* Written request
Repeat all of the data with "pixel coordinates" swapped for "pixel positions" each time it occurs, leaving everything else the same.

* Given records
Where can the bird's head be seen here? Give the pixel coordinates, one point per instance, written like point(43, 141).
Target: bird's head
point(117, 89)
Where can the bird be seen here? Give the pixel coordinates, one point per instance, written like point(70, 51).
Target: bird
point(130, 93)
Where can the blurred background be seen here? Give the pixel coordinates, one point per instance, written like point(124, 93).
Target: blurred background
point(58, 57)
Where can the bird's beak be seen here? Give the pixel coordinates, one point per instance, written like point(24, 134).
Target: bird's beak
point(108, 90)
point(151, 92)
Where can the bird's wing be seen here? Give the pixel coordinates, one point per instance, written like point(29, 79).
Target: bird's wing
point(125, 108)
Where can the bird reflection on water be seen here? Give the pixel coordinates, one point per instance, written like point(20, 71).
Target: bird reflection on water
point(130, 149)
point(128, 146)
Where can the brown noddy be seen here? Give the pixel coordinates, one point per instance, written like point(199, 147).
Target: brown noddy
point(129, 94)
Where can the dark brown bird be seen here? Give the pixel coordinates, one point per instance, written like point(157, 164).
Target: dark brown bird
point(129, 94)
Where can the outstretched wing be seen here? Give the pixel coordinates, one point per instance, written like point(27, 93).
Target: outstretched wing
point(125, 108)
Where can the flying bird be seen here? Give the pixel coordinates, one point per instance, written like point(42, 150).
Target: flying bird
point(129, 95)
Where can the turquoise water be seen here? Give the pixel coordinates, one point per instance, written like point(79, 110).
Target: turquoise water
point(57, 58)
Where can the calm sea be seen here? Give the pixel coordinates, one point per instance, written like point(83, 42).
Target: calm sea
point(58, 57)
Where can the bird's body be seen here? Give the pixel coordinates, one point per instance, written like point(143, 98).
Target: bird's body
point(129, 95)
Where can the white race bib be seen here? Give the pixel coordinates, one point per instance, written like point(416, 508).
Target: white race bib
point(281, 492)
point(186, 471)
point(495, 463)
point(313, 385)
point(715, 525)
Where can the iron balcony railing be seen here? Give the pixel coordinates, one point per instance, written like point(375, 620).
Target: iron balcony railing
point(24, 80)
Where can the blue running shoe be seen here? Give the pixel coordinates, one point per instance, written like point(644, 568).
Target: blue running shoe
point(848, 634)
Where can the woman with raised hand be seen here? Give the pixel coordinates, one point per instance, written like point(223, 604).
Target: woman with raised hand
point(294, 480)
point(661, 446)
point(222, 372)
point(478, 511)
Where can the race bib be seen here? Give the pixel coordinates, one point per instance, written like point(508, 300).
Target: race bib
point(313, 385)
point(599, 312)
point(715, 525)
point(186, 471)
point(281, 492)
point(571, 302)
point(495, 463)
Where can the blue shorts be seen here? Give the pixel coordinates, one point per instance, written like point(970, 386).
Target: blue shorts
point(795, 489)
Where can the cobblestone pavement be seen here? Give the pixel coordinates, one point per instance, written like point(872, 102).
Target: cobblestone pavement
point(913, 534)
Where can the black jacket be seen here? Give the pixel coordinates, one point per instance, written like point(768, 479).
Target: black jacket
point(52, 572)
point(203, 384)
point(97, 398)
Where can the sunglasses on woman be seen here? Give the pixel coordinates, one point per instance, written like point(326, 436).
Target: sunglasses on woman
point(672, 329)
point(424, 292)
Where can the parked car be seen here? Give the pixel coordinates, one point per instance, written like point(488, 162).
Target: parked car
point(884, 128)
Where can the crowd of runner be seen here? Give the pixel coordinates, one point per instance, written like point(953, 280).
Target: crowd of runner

* Solution for this exercise
Where can the bird's head be seen here? Give the pixel positions, one point per instance, written like point(43, 141).
Target: bird's head
point(117, 89)
Where can the bird be seen here? Give the pixel positions, one point per instance, written like point(70, 51).
Target: bird
point(130, 93)
Where can the blurred background be seen here? Give the pixel positions, one point per instance, written like point(124, 93).
Target: blurred background
point(58, 57)
Where can the bird's beak be seen here? Give the pixel positions, one point per instance, written like point(24, 134).
Target: bird's beak
point(108, 90)
point(151, 92)
Where can the bird's wing be seen here? Give the pixel positions, one point per instance, written like point(29, 79).
Target: bird's wing
point(125, 108)
Where can the bird reflection on water be seen here? Give the pixel positions, one point per instance, written like point(20, 71).
Target: bird reflection on water
point(130, 149)
point(128, 146)
Where can the brown noddy be seen here? Give the pixel positions, one point per instance, written like point(199, 147).
Target: brown noddy
point(129, 94)
Where can the dark brown bird be seen here? Give the pixel positions, one point per instance, written like point(157, 164).
Target: dark brown bird
point(129, 94)
Where can the outstretched wing be seen here? Give the pixel positions, one point per instance, written like point(27, 93).
Target: outstretched wing
point(125, 108)
Where can the flying bird be seen here? Give the pixel positions, one point per instance, written like point(42, 150).
Target: flying bird
point(129, 95)
Where can the turquoise water be seen here? Give the pixel positions, one point per instance, written like point(79, 110).
Target: turquoise water
point(57, 58)
Where can the calm sea be seen here? Give the pixel positions, one point per instance, written like point(83, 42).
Target: calm sea
point(58, 57)
Where can the bird's body be seen here? Give the pixel positions, one point per instance, written like point(143, 98).
Target: bird's body
point(129, 95)
Where can the white race bib be seen here? Give the pixel positions, one point per instance, written like point(416, 508).
Target: white race bib
point(281, 492)
point(186, 471)
point(495, 463)
point(313, 385)
point(715, 525)
Where can the iron balcony railing be seen here? Give the pixel positions, one point per instance, written like point(375, 620).
Target: iron balcony railing
point(24, 80)
Where can the blue running shoe be seen here? Give the pixel positions, one point per instance, written like point(644, 568).
Target: blue running shoe
point(848, 634)
Where can the woman with raised hand be seen here? Give the pixel positions, one point per instance, written like point(223, 604).
Target: woman with raised hand
point(294, 480)
point(661, 446)
point(222, 372)
point(478, 511)
Where can the race bib be seen here? Give the pixel positions, one point per instance, written like point(508, 300).
Target: race bib
point(313, 385)
point(599, 312)
point(715, 525)
point(186, 471)
point(281, 492)
point(571, 302)
point(495, 463)
Where can the blue shorts be seen here? Give the pixel positions, one point per instance, written like point(970, 386).
Target: blue shorts
point(795, 489)
Where can the cobblestone pavement be seen here? Give the pixel positions, one point per instance, written like point(872, 102).
Target: cobblestone pavement
point(913, 534)
Where can the black jacket be seen here? Give the pixel positions, one point per instance, written like point(768, 479).
Target: black jacket
point(52, 572)
point(203, 384)
point(97, 398)
Where can the sunglasses on woman be seen here? Give the pixel positions, one point per instance, written like point(326, 436).
Target: sunglasses on woman
point(672, 329)
point(424, 292)
Where can the parked car be seen here? Give the pixel positions, one point per instance, written like point(488, 162).
Target: parked car
point(884, 128)
Where can the crowd of runner be seen here? Give the pixel positions, one point per instance, written like point(953, 280).
Target: crowd of runner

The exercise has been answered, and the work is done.